• ACTIVITY: For each line of the listing that holds "response", show the full line.

• SUPPLIED DATA:
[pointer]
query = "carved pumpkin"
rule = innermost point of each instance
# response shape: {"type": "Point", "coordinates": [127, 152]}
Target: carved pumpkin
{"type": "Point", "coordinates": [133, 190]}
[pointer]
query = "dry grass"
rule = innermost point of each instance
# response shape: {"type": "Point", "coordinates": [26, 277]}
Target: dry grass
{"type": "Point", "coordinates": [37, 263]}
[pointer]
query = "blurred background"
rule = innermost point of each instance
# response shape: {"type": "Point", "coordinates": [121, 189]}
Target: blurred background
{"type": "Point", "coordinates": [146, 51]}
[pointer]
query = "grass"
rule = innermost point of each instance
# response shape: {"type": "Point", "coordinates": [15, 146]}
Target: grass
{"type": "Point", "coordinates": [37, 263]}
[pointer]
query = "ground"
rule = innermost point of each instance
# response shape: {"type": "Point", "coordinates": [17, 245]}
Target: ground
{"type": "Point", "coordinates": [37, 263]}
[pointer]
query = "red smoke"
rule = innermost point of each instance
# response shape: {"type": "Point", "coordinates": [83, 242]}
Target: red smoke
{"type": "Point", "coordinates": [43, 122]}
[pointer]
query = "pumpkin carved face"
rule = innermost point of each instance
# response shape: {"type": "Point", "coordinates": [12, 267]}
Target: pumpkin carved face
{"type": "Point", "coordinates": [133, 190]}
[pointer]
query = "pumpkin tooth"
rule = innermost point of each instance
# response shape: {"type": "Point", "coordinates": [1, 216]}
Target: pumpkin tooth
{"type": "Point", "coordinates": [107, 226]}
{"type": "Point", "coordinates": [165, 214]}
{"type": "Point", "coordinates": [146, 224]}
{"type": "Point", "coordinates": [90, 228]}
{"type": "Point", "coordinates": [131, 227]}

• ANSWER TO THE EXERCISE:
# response shape: {"type": "Point", "coordinates": [127, 152]}
# response shape: {"type": "Point", "coordinates": [26, 277]}
# response shape: {"type": "Point", "coordinates": [121, 189]}
# response shape: {"type": "Point", "coordinates": [15, 146]}
# response shape: {"type": "Point", "coordinates": [17, 245]}
# response shape: {"type": "Point", "coordinates": [83, 242]}
# response shape: {"type": "Point", "coordinates": [12, 267]}
# response shape: {"type": "Point", "coordinates": [1, 216]}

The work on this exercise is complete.